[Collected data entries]
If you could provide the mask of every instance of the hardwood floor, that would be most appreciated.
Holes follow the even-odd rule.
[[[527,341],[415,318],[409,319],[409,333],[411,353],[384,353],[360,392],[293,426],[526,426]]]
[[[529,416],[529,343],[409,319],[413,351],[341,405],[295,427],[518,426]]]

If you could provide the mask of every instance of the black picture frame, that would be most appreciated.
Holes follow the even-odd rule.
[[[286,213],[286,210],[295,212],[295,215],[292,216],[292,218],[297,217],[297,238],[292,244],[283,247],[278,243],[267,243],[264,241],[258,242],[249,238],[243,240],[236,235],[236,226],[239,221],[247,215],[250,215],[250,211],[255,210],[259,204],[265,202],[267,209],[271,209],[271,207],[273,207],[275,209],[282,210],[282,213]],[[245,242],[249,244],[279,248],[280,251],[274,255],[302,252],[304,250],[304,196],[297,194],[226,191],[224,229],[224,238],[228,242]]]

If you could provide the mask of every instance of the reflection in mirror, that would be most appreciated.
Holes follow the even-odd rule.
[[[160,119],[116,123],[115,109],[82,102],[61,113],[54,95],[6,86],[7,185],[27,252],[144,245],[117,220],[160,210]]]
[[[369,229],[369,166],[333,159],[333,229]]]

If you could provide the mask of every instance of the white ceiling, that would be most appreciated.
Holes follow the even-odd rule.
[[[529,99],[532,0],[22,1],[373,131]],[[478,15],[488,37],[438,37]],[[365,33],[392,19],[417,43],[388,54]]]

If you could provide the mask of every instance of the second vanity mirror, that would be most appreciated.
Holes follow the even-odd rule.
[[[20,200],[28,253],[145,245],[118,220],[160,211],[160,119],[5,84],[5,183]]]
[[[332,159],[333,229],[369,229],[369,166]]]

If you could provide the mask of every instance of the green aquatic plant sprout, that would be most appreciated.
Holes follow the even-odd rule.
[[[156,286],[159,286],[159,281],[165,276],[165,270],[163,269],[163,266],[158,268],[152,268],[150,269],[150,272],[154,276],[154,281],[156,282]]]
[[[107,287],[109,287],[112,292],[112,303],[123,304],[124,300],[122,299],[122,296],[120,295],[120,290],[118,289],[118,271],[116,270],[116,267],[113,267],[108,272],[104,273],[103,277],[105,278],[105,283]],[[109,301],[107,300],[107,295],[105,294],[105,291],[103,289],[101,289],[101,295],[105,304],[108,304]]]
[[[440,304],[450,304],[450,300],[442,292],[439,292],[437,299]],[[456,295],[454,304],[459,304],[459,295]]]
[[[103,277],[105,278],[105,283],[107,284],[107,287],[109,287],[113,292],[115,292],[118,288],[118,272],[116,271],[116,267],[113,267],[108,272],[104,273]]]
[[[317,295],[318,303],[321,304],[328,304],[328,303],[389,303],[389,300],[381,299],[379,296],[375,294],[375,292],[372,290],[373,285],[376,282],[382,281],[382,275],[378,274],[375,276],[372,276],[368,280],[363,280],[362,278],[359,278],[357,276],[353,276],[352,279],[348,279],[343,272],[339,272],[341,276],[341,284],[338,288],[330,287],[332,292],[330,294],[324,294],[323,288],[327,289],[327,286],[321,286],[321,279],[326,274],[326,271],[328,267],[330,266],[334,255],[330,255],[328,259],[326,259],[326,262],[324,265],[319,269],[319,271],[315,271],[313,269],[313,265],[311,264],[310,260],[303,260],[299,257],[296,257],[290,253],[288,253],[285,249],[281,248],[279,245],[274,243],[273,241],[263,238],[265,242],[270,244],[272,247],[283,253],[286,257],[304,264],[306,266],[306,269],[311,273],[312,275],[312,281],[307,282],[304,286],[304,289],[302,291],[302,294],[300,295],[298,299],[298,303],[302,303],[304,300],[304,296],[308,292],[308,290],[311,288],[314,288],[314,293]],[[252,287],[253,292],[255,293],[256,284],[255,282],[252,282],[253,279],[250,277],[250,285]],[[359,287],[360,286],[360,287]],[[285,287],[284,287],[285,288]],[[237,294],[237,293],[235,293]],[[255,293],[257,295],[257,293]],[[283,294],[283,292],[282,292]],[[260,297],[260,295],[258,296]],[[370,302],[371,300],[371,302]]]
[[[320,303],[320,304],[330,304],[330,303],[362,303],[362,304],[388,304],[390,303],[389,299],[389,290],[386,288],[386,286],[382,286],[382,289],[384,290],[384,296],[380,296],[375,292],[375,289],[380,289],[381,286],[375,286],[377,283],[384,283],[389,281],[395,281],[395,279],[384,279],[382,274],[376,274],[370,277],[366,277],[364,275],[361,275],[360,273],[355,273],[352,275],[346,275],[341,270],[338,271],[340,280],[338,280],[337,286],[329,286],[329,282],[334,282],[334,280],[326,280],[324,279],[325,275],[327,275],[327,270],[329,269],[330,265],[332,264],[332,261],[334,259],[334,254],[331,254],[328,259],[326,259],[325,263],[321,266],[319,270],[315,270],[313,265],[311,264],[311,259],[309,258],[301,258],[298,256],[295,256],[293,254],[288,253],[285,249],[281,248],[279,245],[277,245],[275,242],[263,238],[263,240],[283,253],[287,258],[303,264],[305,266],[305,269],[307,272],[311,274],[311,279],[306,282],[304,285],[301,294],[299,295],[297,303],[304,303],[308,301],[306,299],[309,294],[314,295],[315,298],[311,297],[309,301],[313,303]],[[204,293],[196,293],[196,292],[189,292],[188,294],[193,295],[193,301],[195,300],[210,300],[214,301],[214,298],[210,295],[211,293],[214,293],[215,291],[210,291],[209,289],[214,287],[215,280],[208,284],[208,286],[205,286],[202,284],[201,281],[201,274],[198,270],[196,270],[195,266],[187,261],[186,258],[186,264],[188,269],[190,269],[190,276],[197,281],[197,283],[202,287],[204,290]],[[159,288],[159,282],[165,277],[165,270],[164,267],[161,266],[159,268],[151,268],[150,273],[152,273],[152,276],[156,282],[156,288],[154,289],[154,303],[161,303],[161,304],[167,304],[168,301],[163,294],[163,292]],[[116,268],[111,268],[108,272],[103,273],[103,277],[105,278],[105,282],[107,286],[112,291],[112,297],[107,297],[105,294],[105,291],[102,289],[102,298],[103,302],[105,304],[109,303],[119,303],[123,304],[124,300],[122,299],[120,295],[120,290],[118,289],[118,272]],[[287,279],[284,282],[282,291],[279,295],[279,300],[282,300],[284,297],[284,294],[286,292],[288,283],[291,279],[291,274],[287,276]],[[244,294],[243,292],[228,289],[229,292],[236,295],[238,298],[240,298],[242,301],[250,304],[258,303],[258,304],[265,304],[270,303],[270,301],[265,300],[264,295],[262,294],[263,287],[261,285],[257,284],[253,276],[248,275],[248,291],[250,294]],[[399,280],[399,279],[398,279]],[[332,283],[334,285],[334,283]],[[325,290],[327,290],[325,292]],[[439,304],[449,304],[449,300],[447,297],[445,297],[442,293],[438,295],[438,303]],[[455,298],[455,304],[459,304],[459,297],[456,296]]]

PROMPT: However many lines the data holds, return each one exactly.

RESPONSE:
If you could provide the mask of every instance of the hardwood floor, that would be most appreciated.
Holes follow the even-odd rule.
[[[527,341],[415,318],[409,319],[409,333],[411,353],[384,353],[360,392],[293,426],[526,426]]]
[[[529,416],[529,343],[409,319],[413,351],[341,405],[295,427],[518,426]]]

If you could provide the mask of every instance of the black picture frame, that would be most appreciated.
Holes follow the even-odd rule.
[[[286,213],[286,210],[295,212],[295,215],[292,216],[292,218],[297,217],[297,238],[292,244],[283,247],[278,243],[267,243],[264,241],[258,242],[249,238],[243,240],[236,235],[236,226],[239,221],[247,215],[250,215],[250,211],[255,210],[259,204],[265,202],[267,209],[271,209],[271,207],[273,207],[275,209],[282,210],[282,213]],[[245,242],[249,244],[279,248],[280,251],[274,255],[302,252],[304,250],[304,196],[297,194],[226,191],[224,229],[224,238],[228,242]]]

If you could provide the mask of every instance of the reflection in mirror, that would be most appreciated.
Holes follow the even-odd rule.
[[[160,119],[116,123],[115,109],[82,102],[61,113],[54,95],[6,86],[7,185],[27,252],[144,245],[117,220],[160,210]]]
[[[369,229],[369,166],[333,159],[333,229]]]

If you could provide the mask of every instance of the white ceiling, that would be most appreciated.
Holes follow the even-odd rule.
[[[529,99],[532,0],[22,1],[373,131]],[[478,15],[488,37],[438,37]],[[365,33],[392,19],[417,43],[388,54]]]

If you could provide the mask of every instance of the second vanity mirror, that would be most appreciated.
Holes follow the even-odd rule.
[[[20,200],[28,253],[145,245],[118,220],[160,211],[160,119],[5,84],[5,183]]]
[[[332,159],[333,229],[369,229],[369,166]]]

If you could provide the mask of every instance of the green aquatic plant sprout, that would be most appreciated.
Holes follow the even-odd rule.
[[[156,286],[159,286],[159,281],[165,276],[165,270],[163,269],[163,266],[158,268],[152,268],[150,269],[150,272],[154,276],[154,281],[156,282]]]
[[[107,287],[109,287],[112,292],[112,303],[123,304],[124,300],[122,299],[122,296],[120,295],[120,290],[118,289],[118,271],[116,270],[116,267],[113,267],[108,272],[104,273],[103,277],[105,278],[105,283]],[[109,301],[107,300],[107,295],[105,294],[105,291],[103,289],[101,289],[101,295],[105,304],[108,304]]]
[[[440,304],[450,304],[450,300],[442,292],[439,292],[437,299]],[[456,295],[454,304],[459,304],[459,295]]]
[[[103,277],[105,278],[105,283],[107,284],[107,287],[109,287],[113,292],[115,292],[118,288],[118,272],[116,271],[116,267],[113,267],[108,272],[104,273]]]
[[[317,295],[318,303],[321,304],[328,304],[328,303],[389,303],[389,300],[381,299],[379,296],[375,294],[375,292],[372,290],[373,285],[376,282],[382,281],[382,275],[378,274],[375,276],[372,276],[368,280],[363,280],[362,278],[359,278],[357,276],[353,276],[352,279],[348,279],[343,272],[339,272],[341,276],[341,284],[338,288],[330,287],[332,292],[330,294],[324,294],[323,288],[327,289],[327,286],[321,286],[321,279],[326,274],[326,271],[328,267],[330,266],[334,255],[330,255],[328,259],[326,259],[326,262],[324,265],[319,269],[319,271],[315,271],[313,269],[313,265],[311,264],[310,260],[303,260],[299,257],[296,257],[290,253],[288,253],[285,249],[281,248],[279,245],[274,243],[273,241],[263,238],[265,242],[270,244],[272,247],[283,253],[286,257],[304,264],[306,266],[306,269],[311,273],[312,275],[312,281],[307,282],[304,286],[304,289],[302,291],[302,294],[300,295],[298,299],[298,303],[302,303],[304,300],[304,296],[308,292],[308,290],[311,288],[314,288],[314,293]],[[252,287],[253,292],[255,293],[256,284],[255,282],[252,282],[253,279],[250,277],[250,285]],[[359,287],[360,286],[360,287]],[[285,287],[284,287],[285,288]],[[237,294],[237,293],[235,293]],[[255,293],[257,295],[257,293]],[[283,294],[283,292],[282,292]],[[260,297],[260,295],[258,296]],[[370,302],[371,300],[371,302]]]
[[[320,303],[320,304],[330,304],[330,303],[362,303],[362,304],[388,304],[390,303],[389,299],[389,290],[386,288],[386,286],[382,286],[382,289],[384,290],[384,296],[380,296],[375,292],[375,289],[380,289],[381,286],[375,286],[377,283],[384,283],[389,281],[395,281],[395,279],[384,279],[382,274],[376,274],[370,277],[366,277],[364,275],[361,275],[360,273],[355,273],[352,275],[346,275],[341,270],[338,271],[340,280],[338,280],[337,286],[329,286],[329,282],[334,282],[334,280],[326,280],[324,279],[325,275],[327,275],[327,270],[329,269],[330,265],[332,264],[332,261],[334,259],[334,254],[331,254],[328,259],[326,259],[325,263],[321,266],[319,270],[315,270],[313,265],[311,264],[311,259],[309,258],[301,258],[298,256],[295,256],[293,254],[288,253],[285,249],[281,248],[279,245],[277,245],[275,242],[263,238],[263,240],[283,253],[287,258],[303,264],[305,266],[305,269],[307,272],[311,274],[311,279],[306,282],[304,285],[301,294],[299,295],[297,303],[304,303],[308,301],[306,299],[309,294],[314,295],[315,298],[311,297],[309,301],[313,303]],[[204,293],[196,293],[196,292],[189,292],[188,294],[193,295],[193,301],[195,300],[210,300],[214,301],[214,298],[210,295],[211,293],[214,293],[215,291],[210,291],[209,289],[214,287],[215,280],[208,284],[208,286],[205,286],[202,284],[201,281],[201,274],[198,270],[196,270],[195,266],[187,261],[186,258],[186,264],[188,269],[190,269],[190,276],[197,281],[197,283],[202,287],[204,290]],[[159,288],[159,282],[165,277],[165,270],[164,267],[161,266],[159,268],[151,268],[150,273],[152,273],[152,276],[156,282],[156,288],[154,289],[154,303],[161,303],[161,304],[167,304],[168,301],[163,294],[163,292]],[[116,268],[111,268],[108,272],[103,273],[103,277],[105,278],[105,282],[107,286],[112,291],[112,297],[107,297],[105,294],[105,291],[102,289],[102,298],[103,302],[105,304],[109,303],[119,303],[123,304],[124,300],[122,299],[120,295],[120,290],[118,289],[118,272]],[[287,279],[284,282],[282,291],[279,295],[279,300],[282,300],[284,297],[284,294],[286,292],[288,283],[291,279],[291,274],[287,276]],[[244,294],[243,292],[228,289],[229,292],[236,295],[238,298],[240,298],[242,301],[250,304],[258,303],[258,304],[265,304],[270,303],[270,301],[265,300],[264,295],[262,294],[263,287],[261,285],[257,284],[253,276],[248,275],[248,291],[250,294]],[[399,280],[399,279],[398,279]],[[332,283],[334,285],[334,283]],[[325,290],[327,290],[325,292]],[[439,304],[449,304],[449,300],[447,297],[445,297],[442,293],[438,295],[438,303]],[[455,298],[455,304],[459,304],[459,297],[456,296]]]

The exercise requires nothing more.